◆ **TEXT SEGMENT**
--- START ---

Debugging Agent Skills: Loops, Wrong Tools, Bad Args
Diagnose and fix the three Agent Skill failure modes on Claude — loops, wrong tool calls, and hallucinated arguments — with concrete traces and edits.
The first time a Skill you wrote for Claude Code spins in a loop — reading the same file, calling the same tool, never converging — you learn something uncomfortable: a Skill is a program, and like any program it can have bugs. But the bugs don't show up as stack traces. They show up as behavior. Claude keeps retrying. It calls a tool with a malformed argument. It invents a flag that doesn't exist. Debugging these failures is a different discipline from debugging code, and most engineers approach it backwards.
This post is a practical guide to the three failure modes you will actually hit when refining a Skill with the skill-creator workflow: loops, wrong tool calls, and hallucinated arguments. For each, we cover how to recognize it in a trace, what usually causes it, and the specific change to your SKILL.md that fixes it.
Key takeaways
- Most Skill failures trace back to ambiguous instructions or under-specified tool contracts, not model weakness.

--- END ---

◆ **WORK TASK 1**
Reproduce the passage of the Agent Skills debugging post between "This post is" and "that fixes it.", inclusive.
◆ **WORK TASK 2**
According to the Agent Skills debugging post, what are the three failure modes you will actually hit when refining a Skill with the skill-creator workflow?
◆ **WORK TASK 3**
Carry on writing the Agent Skills debugging post, starting after its final line.

◆ **DATASET CONTENT**
--- START ---

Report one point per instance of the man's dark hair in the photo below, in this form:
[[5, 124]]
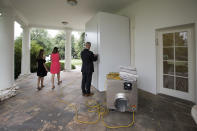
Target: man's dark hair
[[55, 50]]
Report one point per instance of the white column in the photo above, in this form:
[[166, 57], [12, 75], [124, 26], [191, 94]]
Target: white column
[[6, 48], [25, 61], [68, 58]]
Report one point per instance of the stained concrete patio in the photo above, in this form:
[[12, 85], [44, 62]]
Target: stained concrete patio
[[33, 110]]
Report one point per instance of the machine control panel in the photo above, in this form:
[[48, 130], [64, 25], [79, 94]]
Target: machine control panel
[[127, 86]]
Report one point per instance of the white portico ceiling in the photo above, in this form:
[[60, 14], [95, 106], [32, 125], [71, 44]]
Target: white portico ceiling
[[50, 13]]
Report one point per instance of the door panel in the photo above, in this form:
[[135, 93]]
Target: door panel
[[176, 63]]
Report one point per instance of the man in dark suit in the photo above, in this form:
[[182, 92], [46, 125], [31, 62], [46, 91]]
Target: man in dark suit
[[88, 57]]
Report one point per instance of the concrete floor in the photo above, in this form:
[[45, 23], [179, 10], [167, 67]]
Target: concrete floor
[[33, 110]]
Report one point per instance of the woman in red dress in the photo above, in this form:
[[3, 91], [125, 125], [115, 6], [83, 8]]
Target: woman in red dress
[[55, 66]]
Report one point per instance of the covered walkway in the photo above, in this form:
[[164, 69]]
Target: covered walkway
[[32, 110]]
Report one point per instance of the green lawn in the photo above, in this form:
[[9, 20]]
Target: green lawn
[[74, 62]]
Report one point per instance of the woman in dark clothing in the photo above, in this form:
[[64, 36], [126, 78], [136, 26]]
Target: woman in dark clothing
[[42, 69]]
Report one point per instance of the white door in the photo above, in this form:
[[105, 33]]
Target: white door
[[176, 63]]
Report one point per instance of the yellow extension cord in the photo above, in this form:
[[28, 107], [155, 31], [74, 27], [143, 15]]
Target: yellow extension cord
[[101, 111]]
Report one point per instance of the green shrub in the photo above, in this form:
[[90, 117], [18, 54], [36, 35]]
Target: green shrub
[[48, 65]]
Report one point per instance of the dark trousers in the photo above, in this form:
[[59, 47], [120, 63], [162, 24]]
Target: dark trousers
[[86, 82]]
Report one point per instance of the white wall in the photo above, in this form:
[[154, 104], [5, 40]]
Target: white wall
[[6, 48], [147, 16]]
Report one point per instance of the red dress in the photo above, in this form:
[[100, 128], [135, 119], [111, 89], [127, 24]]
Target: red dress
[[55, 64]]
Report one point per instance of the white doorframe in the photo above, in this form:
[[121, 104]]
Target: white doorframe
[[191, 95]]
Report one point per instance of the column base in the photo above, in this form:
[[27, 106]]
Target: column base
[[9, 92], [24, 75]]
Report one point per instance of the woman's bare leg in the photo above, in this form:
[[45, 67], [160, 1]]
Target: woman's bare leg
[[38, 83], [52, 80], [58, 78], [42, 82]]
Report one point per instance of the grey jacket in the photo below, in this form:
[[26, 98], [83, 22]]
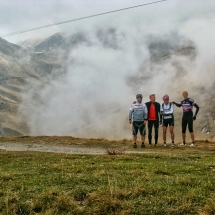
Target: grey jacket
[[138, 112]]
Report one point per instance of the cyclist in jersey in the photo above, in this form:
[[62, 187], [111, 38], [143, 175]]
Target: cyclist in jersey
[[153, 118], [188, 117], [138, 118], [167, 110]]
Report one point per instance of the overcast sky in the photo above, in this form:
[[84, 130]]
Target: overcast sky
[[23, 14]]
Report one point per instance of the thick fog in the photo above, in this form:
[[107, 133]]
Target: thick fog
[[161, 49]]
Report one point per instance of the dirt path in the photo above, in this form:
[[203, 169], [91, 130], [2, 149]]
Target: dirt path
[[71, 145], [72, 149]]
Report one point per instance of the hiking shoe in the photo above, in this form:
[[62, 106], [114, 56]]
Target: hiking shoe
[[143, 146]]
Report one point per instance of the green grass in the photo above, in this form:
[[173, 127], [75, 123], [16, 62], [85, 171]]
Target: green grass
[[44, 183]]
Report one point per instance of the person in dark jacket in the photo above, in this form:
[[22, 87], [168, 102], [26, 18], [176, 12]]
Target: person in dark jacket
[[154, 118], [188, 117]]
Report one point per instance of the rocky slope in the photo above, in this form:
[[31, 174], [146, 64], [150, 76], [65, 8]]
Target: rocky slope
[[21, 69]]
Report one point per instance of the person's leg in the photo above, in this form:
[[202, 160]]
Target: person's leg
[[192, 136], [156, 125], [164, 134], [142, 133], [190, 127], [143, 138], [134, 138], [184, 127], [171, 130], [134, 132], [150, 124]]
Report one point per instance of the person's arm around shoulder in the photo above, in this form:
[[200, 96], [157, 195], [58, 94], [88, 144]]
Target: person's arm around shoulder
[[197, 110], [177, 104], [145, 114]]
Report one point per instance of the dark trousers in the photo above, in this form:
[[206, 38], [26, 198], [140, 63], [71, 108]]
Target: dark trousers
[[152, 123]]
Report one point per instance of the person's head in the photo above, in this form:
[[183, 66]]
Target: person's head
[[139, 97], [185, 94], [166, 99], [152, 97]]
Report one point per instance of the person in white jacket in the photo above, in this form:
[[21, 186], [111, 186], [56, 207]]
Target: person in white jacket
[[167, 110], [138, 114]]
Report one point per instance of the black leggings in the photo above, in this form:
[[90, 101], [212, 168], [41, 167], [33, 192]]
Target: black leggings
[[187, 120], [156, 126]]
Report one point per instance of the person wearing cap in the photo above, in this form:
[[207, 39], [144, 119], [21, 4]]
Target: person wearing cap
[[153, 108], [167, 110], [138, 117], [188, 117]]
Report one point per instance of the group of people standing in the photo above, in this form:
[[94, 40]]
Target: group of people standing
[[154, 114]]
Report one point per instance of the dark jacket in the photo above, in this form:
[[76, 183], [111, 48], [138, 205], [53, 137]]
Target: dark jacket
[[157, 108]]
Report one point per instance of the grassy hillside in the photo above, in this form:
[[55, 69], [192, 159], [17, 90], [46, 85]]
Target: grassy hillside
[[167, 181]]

--- END ---

◆ **EXPECTED ANSWER 1**
This post is a practical guide to the three failure modes you will actually hit when refining a Skill with the skill-creator workflow: loops, wrong tool calls, and hallucinated arguments. For each, we cover how to recognize it in a trace, what usually causes it, and the specific change to your SKILL.md that fixes it.

◆ **EXPECTED ANSWER 2**
Loops, wrong tool calls, and hallucinated arguments.

◆ **EXPECTED ANSWER 3**
- Loops almost always mean the Skill lacks a clear stop condition or success signal.
- Wrong tool calls usually come from overlapping tool descriptions — fix the descriptions, not the prompt.
- Hallucinated arguments are a schema problem: tighten the JSON schema and add one worked example.
- Always reproduce a failure on a fixed transcript before changing anything, so you can confirm the fix.
An Agent Skill is a folder of instructions, scripts, and resources that Claude loads dynamically when a task matches the Skill's description, extending what the agent can do without retraining the model. Because the Skill is just text and files, every failure is debuggable by reading the transcript and editing the source.
How do you read an agent trace to find the bug?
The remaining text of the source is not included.